■ SHORT PROBLEM
Display every line in the data-source items below that contains the string "metal". Case counts.

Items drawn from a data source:
# # #

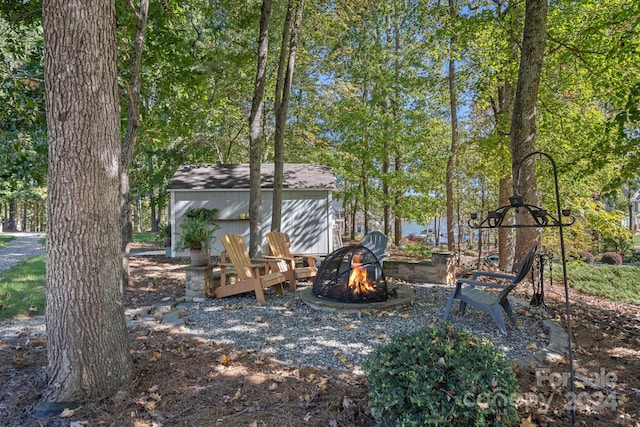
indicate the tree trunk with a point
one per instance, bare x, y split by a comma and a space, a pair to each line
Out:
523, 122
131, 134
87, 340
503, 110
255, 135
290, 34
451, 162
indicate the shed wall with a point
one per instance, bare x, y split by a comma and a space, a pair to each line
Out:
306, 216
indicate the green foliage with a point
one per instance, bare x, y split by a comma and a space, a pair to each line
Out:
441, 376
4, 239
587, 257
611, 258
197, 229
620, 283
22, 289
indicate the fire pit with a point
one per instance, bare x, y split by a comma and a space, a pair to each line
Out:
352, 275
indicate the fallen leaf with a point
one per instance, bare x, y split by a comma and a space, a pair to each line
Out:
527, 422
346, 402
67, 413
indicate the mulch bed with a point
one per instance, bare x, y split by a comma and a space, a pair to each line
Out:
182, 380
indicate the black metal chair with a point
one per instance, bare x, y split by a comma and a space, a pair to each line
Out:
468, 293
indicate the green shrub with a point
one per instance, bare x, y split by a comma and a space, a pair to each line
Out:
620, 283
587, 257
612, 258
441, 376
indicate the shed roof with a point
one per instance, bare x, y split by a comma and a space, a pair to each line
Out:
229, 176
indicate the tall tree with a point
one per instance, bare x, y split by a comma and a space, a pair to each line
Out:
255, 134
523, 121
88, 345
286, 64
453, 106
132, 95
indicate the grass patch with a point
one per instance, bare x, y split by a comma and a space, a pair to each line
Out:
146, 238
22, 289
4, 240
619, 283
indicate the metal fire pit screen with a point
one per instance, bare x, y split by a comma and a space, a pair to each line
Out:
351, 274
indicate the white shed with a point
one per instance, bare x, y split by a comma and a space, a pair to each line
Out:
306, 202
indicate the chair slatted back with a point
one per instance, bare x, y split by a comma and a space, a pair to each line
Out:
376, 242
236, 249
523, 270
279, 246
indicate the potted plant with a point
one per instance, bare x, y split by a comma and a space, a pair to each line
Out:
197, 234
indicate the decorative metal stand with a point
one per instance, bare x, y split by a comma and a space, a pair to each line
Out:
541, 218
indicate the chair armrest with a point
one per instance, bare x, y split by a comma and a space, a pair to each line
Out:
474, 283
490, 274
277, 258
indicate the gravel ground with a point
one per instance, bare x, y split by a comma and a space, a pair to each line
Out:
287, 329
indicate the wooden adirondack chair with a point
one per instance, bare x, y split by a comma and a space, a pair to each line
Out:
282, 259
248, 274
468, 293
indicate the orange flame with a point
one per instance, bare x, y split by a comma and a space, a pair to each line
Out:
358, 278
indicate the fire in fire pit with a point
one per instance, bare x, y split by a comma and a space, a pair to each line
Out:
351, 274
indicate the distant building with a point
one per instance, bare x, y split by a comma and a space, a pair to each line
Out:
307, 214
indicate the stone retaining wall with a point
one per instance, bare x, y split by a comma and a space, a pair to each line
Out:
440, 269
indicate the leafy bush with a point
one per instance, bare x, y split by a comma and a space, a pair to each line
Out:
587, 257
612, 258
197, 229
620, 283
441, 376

# # #

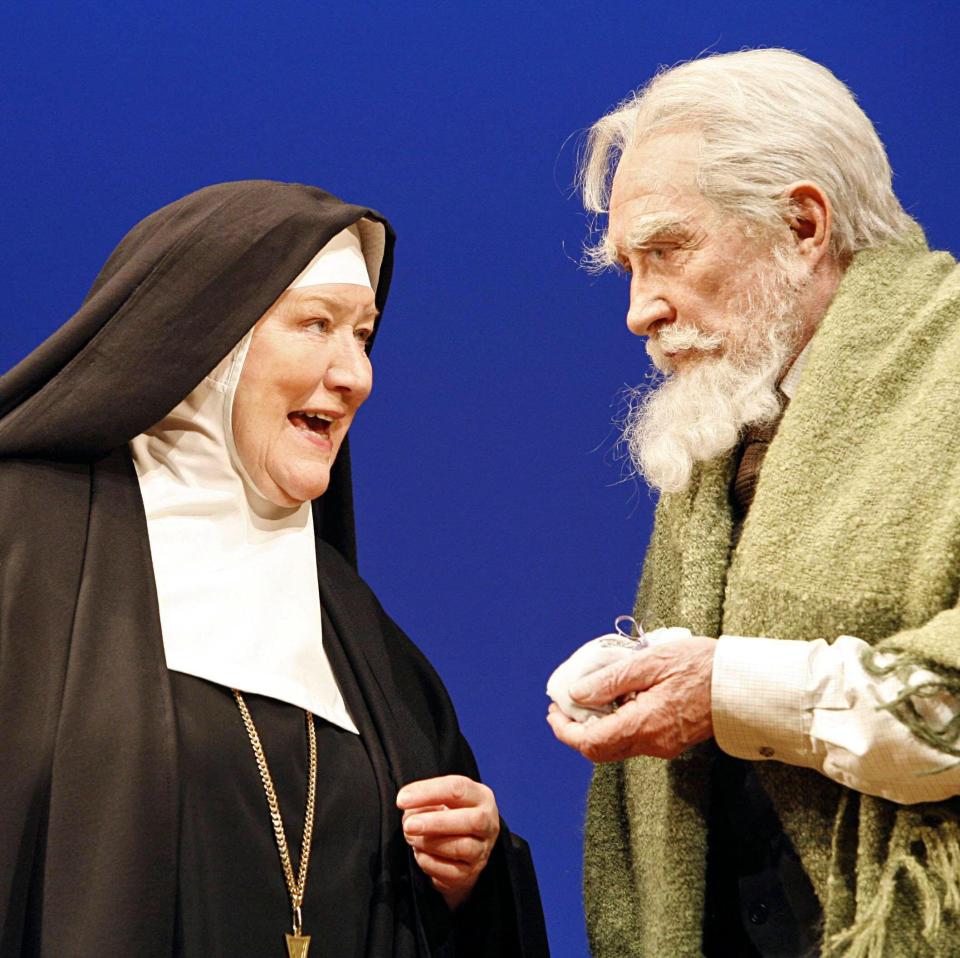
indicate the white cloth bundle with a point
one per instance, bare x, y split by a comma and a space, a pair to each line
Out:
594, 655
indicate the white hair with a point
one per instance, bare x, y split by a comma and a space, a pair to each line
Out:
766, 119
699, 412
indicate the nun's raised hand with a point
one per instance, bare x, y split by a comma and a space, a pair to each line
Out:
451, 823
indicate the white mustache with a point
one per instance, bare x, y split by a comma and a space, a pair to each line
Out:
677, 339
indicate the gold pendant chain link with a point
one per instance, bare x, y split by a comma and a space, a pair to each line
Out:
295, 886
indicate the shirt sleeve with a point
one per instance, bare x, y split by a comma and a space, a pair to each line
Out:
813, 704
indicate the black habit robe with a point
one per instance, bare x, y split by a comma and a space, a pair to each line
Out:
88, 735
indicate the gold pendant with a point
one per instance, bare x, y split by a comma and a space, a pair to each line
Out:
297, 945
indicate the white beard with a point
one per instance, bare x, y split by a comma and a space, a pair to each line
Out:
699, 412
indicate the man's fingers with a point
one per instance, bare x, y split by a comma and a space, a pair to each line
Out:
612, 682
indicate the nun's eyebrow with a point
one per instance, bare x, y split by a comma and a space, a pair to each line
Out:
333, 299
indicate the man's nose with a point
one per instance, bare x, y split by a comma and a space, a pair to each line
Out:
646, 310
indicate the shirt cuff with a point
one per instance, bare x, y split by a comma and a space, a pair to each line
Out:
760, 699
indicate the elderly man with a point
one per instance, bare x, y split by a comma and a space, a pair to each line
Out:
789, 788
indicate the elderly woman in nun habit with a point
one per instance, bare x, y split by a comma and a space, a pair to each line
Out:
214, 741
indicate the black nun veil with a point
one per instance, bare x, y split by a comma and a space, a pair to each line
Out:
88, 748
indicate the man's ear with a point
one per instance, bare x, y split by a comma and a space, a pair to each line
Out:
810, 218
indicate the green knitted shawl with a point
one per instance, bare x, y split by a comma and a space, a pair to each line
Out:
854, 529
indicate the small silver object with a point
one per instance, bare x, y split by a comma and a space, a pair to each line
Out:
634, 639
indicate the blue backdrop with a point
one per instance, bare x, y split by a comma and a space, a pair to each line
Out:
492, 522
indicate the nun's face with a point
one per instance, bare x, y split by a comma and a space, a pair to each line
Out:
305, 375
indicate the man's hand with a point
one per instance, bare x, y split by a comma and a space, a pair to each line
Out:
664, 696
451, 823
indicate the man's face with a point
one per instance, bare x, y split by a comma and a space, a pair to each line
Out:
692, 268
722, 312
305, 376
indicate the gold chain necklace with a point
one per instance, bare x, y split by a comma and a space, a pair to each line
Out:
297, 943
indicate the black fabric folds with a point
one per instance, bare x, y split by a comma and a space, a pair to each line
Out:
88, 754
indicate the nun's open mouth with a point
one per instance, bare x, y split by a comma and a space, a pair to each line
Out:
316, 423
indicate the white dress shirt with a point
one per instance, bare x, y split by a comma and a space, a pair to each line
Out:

# # #

■ PROBLEM SOLUTION
indicate the black metal chair with a point
indicate the metal fire pit screen with a point
indicate the decorative metal stand with a point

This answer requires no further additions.